Point-per-instance localization data:
────────────────────────────────────────

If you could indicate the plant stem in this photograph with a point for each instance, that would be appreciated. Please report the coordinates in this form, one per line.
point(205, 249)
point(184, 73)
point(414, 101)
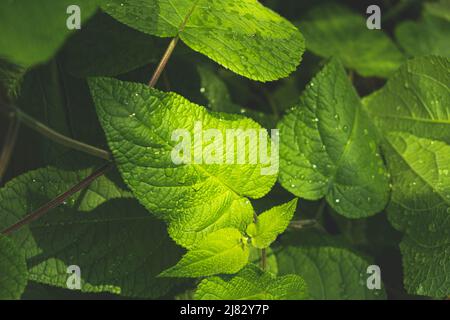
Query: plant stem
point(163, 62)
point(263, 259)
point(58, 200)
point(59, 138)
point(10, 142)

────────────────────────────────────────

Please repeat the entries above exactly, leaving out any pictures.

- **Task solution**
If you could indicate the plant stem in this photograph with a point for each instance, that would be appreciated. Please report the coordinates in this form, one per line.
point(205, 249)
point(184, 73)
point(414, 101)
Query: plant stem
point(163, 62)
point(263, 259)
point(58, 200)
point(59, 138)
point(10, 142)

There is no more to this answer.